Transcribe, without alteration, the line that includes "In this exercise you will mark every instance of the patterned" and each line after it until the records end, omitting all that precede it.

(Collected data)

* * * * *

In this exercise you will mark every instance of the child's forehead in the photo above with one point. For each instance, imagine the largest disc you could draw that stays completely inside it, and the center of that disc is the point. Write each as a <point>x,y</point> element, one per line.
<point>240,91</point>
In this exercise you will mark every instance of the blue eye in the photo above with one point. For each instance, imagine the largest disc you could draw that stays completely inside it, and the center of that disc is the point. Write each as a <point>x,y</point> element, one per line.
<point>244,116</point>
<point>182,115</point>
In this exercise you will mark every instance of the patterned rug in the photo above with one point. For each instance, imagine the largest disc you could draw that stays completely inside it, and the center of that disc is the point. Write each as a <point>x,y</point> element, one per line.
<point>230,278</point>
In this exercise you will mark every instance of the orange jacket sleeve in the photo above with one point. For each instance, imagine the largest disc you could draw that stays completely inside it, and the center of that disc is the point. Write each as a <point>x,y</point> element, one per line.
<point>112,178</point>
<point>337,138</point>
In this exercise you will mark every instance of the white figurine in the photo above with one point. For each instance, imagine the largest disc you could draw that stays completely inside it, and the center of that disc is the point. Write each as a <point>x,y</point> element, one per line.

* * * * *

[YOUR SOLUTION]:
In this exercise you will mark every instance of the patterned rug in the photo above with one point. For each instance, imagine the largest disc you could draw that stays completely inside it, and the center of that disc is the point. Write each as a <point>x,y</point> element, one per line.
<point>230,278</point>
In this exercise you will mark every instance of the orange jacket sleeve in the photo above with one point. For each instance, imagine the largest disc you could draw that stays completely inside it, and the center of that disc is the point. Write each as a <point>x,y</point> element, one per line.
<point>112,178</point>
<point>337,138</point>
In this exercise you will mark every instance of the white figurine in the photo above with one point. For each instance, imagine the largest disc you could draw that stays completely inside it, and the center of that disc is the point. Write each as a <point>x,y</point> element, one per line.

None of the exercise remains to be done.